══ Given records

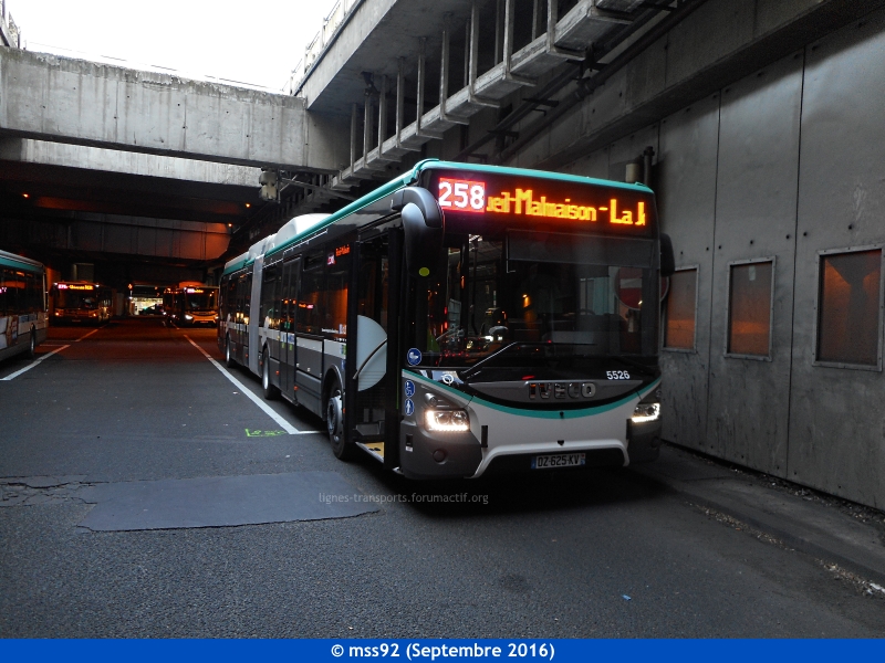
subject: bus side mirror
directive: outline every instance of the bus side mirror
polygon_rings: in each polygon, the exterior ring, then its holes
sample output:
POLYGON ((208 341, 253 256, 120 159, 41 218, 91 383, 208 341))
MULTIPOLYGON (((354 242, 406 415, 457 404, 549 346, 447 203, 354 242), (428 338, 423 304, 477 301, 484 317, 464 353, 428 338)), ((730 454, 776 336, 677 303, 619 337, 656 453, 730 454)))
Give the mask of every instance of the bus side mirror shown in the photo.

════

**Directive**
Rewrite the entries with "bus side mirror" changed to "truck side mirror" everywhere and nothing else altered. Omit the pictures from your version.

**Exercise answer**
subject: truck side mirror
directive: outline every instance of the truck side mirror
polygon_rings: in each polygon, the exterior ring, then its holes
sample output:
POLYGON ((208 341, 253 256, 120 159, 41 218, 91 383, 208 341))
MULTIPOLYGON (((354 242, 406 415, 457 404, 549 346, 447 203, 354 242), (428 338, 423 304, 477 301, 484 317, 464 353, 428 338)), ((730 454, 776 336, 677 303, 619 337, 656 453, 730 454)))
Give the mask of every instance of the truck side mirror shown in the photo.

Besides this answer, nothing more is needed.